▶ Problem to work on: Write out each record below exactly as it appears, with no pictures.
━━ Records provided ━━
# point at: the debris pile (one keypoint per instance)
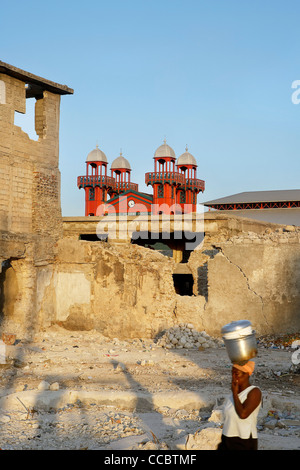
(186, 336)
(287, 341)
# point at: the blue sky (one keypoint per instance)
(215, 75)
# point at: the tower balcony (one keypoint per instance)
(195, 184)
(101, 181)
(164, 177)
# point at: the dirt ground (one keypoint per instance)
(81, 390)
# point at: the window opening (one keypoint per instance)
(27, 121)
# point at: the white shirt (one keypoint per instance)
(234, 426)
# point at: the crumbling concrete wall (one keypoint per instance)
(30, 210)
(128, 291)
(123, 291)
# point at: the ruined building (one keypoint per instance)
(30, 209)
(58, 270)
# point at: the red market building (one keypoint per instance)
(174, 182)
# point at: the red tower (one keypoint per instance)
(187, 197)
(96, 183)
(165, 180)
(174, 190)
(120, 171)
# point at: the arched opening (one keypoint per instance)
(8, 290)
(183, 284)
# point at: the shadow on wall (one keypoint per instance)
(8, 290)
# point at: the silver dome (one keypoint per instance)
(164, 151)
(120, 163)
(186, 159)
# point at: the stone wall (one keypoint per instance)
(30, 210)
(128, 291)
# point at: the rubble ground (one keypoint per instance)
(81, 390)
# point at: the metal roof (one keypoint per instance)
(258, 196)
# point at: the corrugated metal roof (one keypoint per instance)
(258, 196)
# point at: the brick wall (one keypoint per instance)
(29, 174)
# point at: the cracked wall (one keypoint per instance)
(30, 211)
(254, 277)
(127, 291)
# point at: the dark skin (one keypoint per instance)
(240, 381)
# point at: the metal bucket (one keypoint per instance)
(240, 341)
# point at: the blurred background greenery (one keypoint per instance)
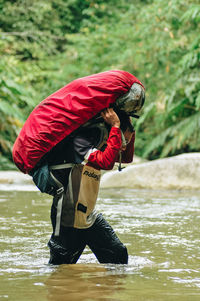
(44, 44)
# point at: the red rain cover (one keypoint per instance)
(64, 111)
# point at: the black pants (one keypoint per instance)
(100, 237)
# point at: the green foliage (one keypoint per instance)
(46, 44)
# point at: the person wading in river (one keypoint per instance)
(65, 142)
(75, 166)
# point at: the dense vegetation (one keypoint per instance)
(46, 44)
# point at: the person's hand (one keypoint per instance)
(111, 117)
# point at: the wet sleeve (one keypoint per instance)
(107, 158)
(127, 155)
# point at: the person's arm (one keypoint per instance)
(127, 155)
(107, 158)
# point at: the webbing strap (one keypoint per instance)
(60, 191)
(61, 166)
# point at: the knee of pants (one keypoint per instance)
(122, 255)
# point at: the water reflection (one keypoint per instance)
(159, 228)
(83, 282)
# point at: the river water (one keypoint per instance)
(159, 228)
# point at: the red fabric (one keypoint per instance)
(64, 111)
(107, 158)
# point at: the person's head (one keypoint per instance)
(132, 101)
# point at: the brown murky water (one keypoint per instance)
(160, 229)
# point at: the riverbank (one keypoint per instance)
(178, 172)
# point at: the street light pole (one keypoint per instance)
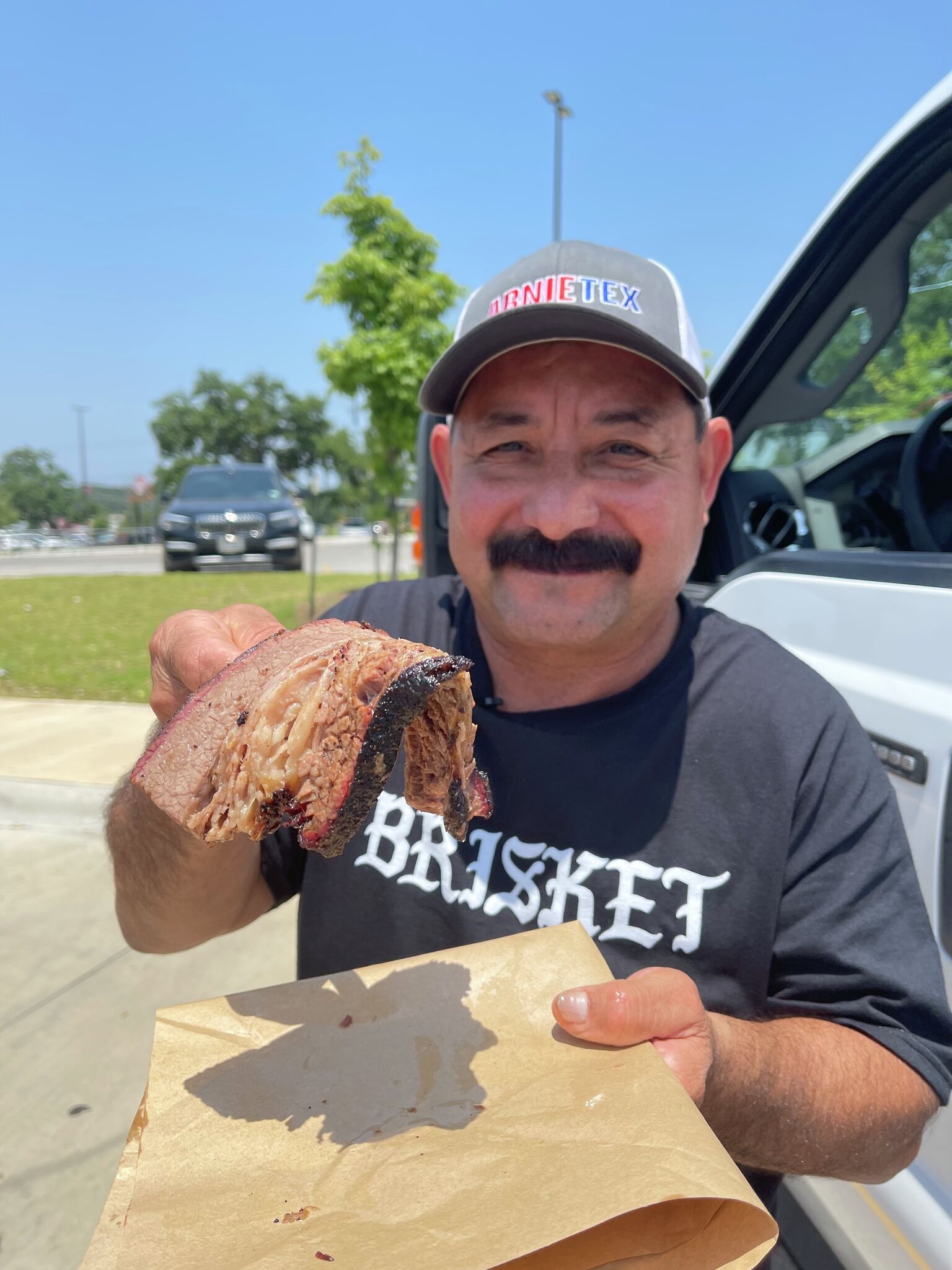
(562, 112)
(81, 424)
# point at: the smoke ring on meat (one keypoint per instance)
(304, 730)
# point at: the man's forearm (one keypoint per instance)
(810, 1096)
(172, 890)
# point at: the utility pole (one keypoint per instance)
(562, 112)
(81, 424)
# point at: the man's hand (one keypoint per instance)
(785, 1095)
(192, 647)
(172, 890)
(658, 1005)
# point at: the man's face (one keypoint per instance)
(578, 491)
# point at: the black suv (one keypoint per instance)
(234, 513)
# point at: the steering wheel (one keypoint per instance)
(926, 483)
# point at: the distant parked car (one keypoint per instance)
(355, 527)
(231, 513)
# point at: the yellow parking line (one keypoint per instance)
(914, 1255)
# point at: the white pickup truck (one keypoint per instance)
(833, 533)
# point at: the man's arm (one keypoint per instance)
(788, 1095)
(172, 890)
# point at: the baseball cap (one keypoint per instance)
(570, 291)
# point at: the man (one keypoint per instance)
(699, 798)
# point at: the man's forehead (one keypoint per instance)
(612, 379)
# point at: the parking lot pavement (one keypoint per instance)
(76, 1029)
(76, 1005)
(334, 556)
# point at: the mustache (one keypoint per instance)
(578, 553)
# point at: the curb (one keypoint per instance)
(25, 804)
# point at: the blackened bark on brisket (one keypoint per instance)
(395, 709)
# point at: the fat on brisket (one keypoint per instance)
(304, 730)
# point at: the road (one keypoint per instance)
(334, 556)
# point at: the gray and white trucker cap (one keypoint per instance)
(570, 291)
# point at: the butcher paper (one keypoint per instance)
(425, 1114)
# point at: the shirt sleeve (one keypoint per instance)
(282, 859)
(853, 940)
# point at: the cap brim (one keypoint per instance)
(539, 324)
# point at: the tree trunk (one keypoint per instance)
(395, 526)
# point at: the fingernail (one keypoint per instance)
(573, 1006)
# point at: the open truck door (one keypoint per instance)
(833, 533)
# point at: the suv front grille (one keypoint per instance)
(250, 523)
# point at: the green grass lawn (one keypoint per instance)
(89, 637)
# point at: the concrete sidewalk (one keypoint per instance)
(59, 760)
(76, 1005)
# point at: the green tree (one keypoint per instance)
(395, 300)
(244, 420)
(8, 512)
(348, 494)
(36, 487)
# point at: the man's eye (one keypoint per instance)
(626, 450)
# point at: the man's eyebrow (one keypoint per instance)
(643, 417)
(501, 419)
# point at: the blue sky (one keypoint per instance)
(164, 167)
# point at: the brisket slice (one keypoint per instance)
(304, 730)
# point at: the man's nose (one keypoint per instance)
(560, 504)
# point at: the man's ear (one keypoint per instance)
━━━
▶ Task output:
# point at: the debris pile (one keypoint per instance)
(186, 336)
(287, 341)
# point at: the blue sky (one keypoint per instance)
(215, 75)
# point at: the tower balcony (one keypoint per instance)
(195, 184)
(101, 181)
(164, 177)
# point at: the dirt ground (one keypoint per instance)
(81, 390)
# point at: the window opening (one keypoint per instance)
(27, 121)
# point at: the white shirt (one keypoint per instance)
(234, 426)
# point at: the crumbling concrete wall (one keypoint per instance)
(30, 210)
(128, 291)
(123, 291)
# point at: the ruined building (one keypoint per instance)
(30, 209)
(58, 270)
# point at: the red market building (one keypoint per instance)
(174, 182)
# point at: the red tower (one keypoint per instance)
(187, 197)
(96, 183)
(165, 180)
(174, 190)
(120, 171)
# point at: the arched opening (one keypoint per instance)
(8, 290)
(183, 284)
# point at: the shadow on wall (one keypoint per instance)
(8, 290)
# point at: the silver dome (one keypoint per instance)
(164, 151)
(120, 163)
(186, 159)
# point at: the stone wall (one keypoint per instance)
(30, 210)
(128, 291)
# point at: the rubble ground (one keypoint per instance)
(81, 390)
# point at: the metal roof (one keypoint per instance)
(258, 196)
# point at: the corrugated metal roof (one keypoint per instance)
(258, 196)
# point at: the brick wall (one keypoint per instance)
(29, 174)
# point at: the cracked wall (one keypoint per instance)
(30, 211)
(254, 277)
(127, 291)
# point at: the dark skin (one keypoint per instance)
(240, 381)
# point at: the metal bucket (one keypoint per instance)
(240, 341)
# point at: the blurred background greenery (one keypoint per instance)
(44, 44)
# point at: the red rain cover (one keypoint per instance)
(64, 111)
# point at: the black pants (one keypoint per instance)
(100, 237)
# point at: the green foliage (one keypoint per instance)
(46, 44)
# point at: the person wading in river (one keypoint per instance)
(65, 142)
(75, 166)
# point at: the dense vegetation (one keypoint per instance)
(46, 44)
# point at: the person's hand (one keypoint per instance)
(111, 117)
# point at: the wet sleeve (one keypoint per instance)
(107, 158)
(127, 155)
# point at: the person's arm (one keypoint per instance)
(127, 155)
(107, 158)
# point at: the webbing strap (one keypoint per instance)
(60, 191)
(61, 166)
# point at: the knee of pants (one keypoint per instance)
(122, 255)
# point at: the water reflection (one keypoint per instance)
(159, 228)
(83, 282)
# point at: the river water (one keypoint per instance)
(159, 228)
# point at: the red fabric (one keypoint per instance)
(64, 111)
(107, 158)
# point at: the person's head (one keypoint per instance)
(132, 101)
# point at: the brown murky water (one keypoint per instance)
(160, 229)
# point at: the riverbank (one keypoint per instance)
(178, 172)
# point at: the street light pole (one keypoint per instance)
(562, 112)
(81, 424)
# point at: the smoke ring on meat (one keypoint per instance)
(304, 730)
# point at: the man's forearm (one keypoint per instance)
(810, 1096)
(172, 890)
# point at: the utility pole (one keypoint per instance)
(562, 112)
(81, 424)
# point at: the man's hand (one keypoint per instance)
(785, 1095)
(192, 647)
(172, 890)
(658, 1005)
# point at: the man's face (one keypoint per instance)
(578, 491)
# point at: the black suv (one keypoint per instance)
(234, 513)
# point at: the steering wheel (one keypoint per instance)
(926, 483)
# point at: the distant parked car (one keypoint per instance)
(355, 527)
(231, 513)
# point at: the yellow parking line (one keypoint per instance)
(914, 1255)
# point at: the white pickup truck (one keypoint per instance)
(833, 533)
# point at: the man's arm (one keypoint per instance)
(788, 1095)
(172, 890)
# point at: the baseball cap (one keypoint per instance)
(570, 291)
# point at: the man (one keypoint per instance)
(699, 798)
# point at: the man's forehead (one keypoint per instance)
(612, 379)
# point at: the parking lot pavement (one keypoint per instance)
(76, 1029)
(76, 1005)
(334, 556)
# point at: the mustache (one keypoint per instance)
(578, 553)
# point at: the curb (one keypoint per instance)
(25, 804)
# point at: the blackened bark on brisket (one keypoint per instance)
(395, 709)
# point at: the fat on brisket (one keypoint per instance)
(304, 730)
# point at: the road (one keypoint per instance)
(334, 556)
# point at: the gray and white trucker cap (one keypoint per instance)
(570, 291)
# point at: the butcher paper (one keypoint per instance)
(425, 1114)
# point at: the shirt sleeve (one keypoint per instance)
(282, 859)
(853, 940)
# point at: the cap brim (one keypoint per instance)
(539, 324)
# point at: the tree trunk (one keypoint per instance)
(395, 526)
# point at: the fingernail (one keypoint per instance)
(573, 1006)
# point at: the open truck door (one keypoint per instance)
(833, 533)
# point at: the suv front grille (one keypoint per instance)
(250, 523)
# point at: the green grass lawn (one keypoint per instance)
(89, 637)
# point at: the concrete sidewalk (one keypoint per instance)
(59, 760)
(76, 1005)
# point at: the green tree (one keypoint per instance)
(395, 300)
(244, 420)
(8, 512)
(348, 494)
(36, 487)
# point at: the man's eye (one keypoint per instance)
(626, 450)
# point at: the man's eyebrow (one keypoint per instance)
(643, 417)
(501, 419)
# point at: the blue sky (one keypoint per instance)
(164, 167)
# point at: the brisket slice (one keypoint per instance)
(304, 730)
# point at: the man's nose (one keypoint per instance)
(560, 504)
# point at: the man's ear (one keypoint per instance)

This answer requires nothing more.